- Exercise details -
Once you reach the line containing "Where can the wooden utility", reproduce it and every later line exactly, through the end of the data.

──────── Data for the task ────────

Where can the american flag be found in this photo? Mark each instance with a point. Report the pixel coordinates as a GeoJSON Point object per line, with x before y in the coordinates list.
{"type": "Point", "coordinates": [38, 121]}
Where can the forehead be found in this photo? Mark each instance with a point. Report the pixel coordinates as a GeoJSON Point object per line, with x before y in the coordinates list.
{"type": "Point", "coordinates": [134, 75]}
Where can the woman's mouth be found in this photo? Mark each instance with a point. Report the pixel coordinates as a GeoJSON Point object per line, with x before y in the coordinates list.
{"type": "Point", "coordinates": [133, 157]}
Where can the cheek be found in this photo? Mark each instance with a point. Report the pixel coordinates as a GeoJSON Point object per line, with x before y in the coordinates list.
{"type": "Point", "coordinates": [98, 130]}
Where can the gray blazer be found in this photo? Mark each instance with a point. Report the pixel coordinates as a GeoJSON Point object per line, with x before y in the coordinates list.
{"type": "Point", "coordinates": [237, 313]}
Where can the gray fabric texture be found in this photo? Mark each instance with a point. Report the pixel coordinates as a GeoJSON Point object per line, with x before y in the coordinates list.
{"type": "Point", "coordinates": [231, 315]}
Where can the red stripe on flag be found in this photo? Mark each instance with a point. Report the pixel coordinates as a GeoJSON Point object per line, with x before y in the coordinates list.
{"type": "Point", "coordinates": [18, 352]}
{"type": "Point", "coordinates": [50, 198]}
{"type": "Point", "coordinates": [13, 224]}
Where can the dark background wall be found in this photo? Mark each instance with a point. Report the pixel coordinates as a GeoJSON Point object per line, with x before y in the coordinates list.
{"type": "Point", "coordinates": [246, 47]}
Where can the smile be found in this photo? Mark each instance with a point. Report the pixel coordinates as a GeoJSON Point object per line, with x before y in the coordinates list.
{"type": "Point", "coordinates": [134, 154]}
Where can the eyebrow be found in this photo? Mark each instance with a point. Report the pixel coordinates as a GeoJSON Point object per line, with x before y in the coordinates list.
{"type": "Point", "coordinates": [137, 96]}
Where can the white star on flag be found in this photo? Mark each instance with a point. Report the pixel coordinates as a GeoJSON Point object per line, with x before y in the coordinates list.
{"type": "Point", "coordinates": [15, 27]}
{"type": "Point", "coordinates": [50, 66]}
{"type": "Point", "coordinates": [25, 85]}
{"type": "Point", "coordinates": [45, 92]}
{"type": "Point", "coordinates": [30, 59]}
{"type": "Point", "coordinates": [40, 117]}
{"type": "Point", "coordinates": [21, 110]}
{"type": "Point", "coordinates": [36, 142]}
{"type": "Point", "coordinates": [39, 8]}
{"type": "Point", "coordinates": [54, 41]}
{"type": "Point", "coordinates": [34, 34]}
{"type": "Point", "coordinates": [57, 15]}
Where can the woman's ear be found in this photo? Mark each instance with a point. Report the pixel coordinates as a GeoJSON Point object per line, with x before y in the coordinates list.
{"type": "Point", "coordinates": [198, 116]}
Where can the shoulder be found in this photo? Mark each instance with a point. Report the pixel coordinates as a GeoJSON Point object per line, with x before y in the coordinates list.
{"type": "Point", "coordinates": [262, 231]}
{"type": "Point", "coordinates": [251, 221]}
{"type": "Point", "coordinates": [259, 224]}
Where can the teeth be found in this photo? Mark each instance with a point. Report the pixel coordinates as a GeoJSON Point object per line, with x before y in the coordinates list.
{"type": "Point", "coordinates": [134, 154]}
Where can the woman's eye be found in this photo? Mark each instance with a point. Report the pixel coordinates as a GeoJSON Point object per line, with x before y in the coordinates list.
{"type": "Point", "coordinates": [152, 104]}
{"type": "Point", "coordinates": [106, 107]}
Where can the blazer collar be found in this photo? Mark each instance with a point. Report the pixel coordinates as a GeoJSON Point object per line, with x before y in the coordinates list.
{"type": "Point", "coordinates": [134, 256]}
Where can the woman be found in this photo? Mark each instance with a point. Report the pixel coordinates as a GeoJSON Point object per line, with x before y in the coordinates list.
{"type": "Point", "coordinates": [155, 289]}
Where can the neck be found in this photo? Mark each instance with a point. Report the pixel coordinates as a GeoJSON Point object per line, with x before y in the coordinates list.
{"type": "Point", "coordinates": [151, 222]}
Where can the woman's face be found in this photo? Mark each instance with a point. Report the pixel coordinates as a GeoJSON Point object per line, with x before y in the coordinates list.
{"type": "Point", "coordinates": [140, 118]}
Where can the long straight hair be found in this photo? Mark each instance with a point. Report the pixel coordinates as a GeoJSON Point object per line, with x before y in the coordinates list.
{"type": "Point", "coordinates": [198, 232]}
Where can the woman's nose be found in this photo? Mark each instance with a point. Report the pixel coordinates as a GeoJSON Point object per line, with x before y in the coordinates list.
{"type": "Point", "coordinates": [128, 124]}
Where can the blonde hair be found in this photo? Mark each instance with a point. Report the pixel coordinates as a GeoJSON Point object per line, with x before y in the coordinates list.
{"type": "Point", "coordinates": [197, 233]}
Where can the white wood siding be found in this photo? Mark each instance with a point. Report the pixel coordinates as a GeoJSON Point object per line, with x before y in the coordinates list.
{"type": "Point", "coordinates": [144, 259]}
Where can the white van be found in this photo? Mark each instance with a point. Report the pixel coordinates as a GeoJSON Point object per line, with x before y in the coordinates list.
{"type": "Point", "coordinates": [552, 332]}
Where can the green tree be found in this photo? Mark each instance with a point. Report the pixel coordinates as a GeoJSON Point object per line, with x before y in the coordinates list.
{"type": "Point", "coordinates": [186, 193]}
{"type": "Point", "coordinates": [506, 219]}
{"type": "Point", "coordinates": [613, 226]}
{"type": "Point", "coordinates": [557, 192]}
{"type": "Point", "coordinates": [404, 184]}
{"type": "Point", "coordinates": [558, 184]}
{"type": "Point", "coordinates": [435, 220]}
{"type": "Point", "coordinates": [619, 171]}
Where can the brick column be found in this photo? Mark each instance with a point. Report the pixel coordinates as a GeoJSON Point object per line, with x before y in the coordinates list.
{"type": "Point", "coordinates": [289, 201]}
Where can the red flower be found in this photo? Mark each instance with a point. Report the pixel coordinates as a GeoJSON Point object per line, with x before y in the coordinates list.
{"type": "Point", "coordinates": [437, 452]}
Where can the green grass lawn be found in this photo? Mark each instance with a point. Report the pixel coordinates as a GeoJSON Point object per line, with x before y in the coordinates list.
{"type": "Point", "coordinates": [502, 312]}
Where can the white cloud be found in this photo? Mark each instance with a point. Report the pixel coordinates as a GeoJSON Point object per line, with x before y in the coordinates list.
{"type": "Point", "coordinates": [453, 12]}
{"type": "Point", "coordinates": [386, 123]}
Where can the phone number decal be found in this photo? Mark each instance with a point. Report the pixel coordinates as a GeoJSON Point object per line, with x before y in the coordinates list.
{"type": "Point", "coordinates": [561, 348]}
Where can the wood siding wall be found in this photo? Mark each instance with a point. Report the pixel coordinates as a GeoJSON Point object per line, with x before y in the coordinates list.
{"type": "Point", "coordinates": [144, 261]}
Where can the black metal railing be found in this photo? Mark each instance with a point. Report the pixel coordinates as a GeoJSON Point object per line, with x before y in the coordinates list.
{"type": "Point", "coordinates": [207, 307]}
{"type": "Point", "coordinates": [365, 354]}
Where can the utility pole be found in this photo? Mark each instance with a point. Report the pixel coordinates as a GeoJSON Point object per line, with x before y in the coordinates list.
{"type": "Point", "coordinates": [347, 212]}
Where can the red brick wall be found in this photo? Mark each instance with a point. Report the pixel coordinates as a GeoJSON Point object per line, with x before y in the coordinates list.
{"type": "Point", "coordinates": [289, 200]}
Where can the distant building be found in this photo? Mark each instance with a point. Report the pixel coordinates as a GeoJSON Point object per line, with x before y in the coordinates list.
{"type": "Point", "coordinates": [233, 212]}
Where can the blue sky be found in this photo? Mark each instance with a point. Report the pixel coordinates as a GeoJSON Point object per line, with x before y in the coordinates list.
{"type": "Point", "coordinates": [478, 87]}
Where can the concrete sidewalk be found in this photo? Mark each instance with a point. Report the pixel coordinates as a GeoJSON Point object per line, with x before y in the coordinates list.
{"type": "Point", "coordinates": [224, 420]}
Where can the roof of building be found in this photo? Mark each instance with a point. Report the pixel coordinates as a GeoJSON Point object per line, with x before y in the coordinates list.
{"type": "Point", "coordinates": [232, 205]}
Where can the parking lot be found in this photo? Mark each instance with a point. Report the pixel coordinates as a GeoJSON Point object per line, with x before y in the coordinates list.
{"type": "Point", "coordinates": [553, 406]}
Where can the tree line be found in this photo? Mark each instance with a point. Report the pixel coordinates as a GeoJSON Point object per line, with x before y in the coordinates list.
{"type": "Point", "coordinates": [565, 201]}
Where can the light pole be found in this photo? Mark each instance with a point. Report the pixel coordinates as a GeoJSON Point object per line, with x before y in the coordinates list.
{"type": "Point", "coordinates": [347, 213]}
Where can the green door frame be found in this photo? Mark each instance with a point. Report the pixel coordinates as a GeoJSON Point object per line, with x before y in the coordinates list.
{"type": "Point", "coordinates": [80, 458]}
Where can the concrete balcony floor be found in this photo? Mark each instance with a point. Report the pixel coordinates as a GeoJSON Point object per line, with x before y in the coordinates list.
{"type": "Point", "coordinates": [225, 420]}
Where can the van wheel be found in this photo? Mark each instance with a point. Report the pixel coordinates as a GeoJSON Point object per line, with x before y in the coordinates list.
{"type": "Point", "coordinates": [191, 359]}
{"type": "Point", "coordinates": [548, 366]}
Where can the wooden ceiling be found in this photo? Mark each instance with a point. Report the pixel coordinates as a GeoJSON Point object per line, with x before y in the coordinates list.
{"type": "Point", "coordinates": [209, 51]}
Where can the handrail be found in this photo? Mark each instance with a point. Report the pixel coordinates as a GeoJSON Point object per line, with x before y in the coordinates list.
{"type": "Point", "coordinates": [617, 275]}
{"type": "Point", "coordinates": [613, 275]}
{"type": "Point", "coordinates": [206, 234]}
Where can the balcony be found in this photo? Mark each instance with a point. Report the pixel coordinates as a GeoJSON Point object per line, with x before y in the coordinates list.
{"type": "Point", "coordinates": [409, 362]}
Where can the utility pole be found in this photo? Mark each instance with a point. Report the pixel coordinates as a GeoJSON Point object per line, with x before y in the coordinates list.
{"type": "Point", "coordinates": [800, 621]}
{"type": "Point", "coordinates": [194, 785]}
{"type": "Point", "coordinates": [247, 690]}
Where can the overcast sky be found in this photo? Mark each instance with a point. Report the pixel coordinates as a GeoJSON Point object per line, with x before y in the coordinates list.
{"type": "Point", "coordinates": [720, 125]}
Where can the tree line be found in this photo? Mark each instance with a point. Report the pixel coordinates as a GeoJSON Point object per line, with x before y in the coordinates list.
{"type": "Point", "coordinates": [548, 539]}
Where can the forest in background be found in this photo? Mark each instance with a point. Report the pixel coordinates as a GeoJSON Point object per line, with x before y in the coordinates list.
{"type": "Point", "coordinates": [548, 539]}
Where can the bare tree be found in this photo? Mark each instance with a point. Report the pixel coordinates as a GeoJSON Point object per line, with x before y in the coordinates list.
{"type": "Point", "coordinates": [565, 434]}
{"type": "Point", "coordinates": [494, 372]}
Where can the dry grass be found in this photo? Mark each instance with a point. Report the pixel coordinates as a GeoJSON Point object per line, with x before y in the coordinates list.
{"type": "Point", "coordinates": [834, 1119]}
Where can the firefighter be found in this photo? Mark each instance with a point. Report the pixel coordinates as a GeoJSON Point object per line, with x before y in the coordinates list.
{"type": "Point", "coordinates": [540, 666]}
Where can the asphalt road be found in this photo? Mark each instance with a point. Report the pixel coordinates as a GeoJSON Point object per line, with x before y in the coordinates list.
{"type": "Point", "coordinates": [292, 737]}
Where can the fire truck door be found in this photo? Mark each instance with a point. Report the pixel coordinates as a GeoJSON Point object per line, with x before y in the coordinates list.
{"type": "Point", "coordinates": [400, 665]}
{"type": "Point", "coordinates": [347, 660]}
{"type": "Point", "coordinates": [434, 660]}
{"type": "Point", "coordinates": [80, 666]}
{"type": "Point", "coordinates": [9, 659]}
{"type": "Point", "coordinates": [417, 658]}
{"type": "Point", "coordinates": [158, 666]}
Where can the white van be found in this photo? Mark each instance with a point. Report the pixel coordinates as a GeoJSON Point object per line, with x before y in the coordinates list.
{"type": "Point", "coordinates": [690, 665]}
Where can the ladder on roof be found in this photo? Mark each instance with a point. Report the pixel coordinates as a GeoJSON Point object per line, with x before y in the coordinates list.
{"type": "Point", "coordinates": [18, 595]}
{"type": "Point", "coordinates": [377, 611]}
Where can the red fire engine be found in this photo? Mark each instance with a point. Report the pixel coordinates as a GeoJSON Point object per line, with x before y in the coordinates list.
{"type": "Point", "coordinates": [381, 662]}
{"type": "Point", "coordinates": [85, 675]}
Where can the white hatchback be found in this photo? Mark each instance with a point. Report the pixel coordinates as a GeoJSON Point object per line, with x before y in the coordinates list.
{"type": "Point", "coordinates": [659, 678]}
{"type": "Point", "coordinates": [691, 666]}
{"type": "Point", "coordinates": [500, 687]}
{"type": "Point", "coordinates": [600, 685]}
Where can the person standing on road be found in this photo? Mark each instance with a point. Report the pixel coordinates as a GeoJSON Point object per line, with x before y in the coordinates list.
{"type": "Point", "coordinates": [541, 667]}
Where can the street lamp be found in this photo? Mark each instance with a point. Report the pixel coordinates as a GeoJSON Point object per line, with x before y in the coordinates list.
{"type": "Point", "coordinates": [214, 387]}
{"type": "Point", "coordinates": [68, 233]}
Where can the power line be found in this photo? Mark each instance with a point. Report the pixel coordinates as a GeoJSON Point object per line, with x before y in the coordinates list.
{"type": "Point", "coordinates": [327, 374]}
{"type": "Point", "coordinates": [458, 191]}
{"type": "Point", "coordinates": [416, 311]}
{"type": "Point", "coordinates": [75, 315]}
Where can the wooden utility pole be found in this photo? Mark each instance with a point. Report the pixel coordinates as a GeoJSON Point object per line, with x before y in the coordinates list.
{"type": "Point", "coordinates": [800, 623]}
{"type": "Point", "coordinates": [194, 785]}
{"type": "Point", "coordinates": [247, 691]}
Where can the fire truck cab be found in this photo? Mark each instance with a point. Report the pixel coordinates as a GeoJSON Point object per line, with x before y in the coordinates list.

────────

- Written solution -
Where can the wooden utility pole be found in this photo? Mark each instance with a point. Report the pixel coordinates as a GeoJSON Point object per line, with x before y in the coordinates list.
{"type": "Point", "coordinates": [800, 623]}
{"type": "Point", "coordinates": [194, 785]}
{"type": "Point", "coordinates": [247, 691]}
Where can the fire truck cab be found in this photo? Mark each instance with a point. Report the pixel coordinates as a GeoJSON Point object per line, with x before y in the coordinates list.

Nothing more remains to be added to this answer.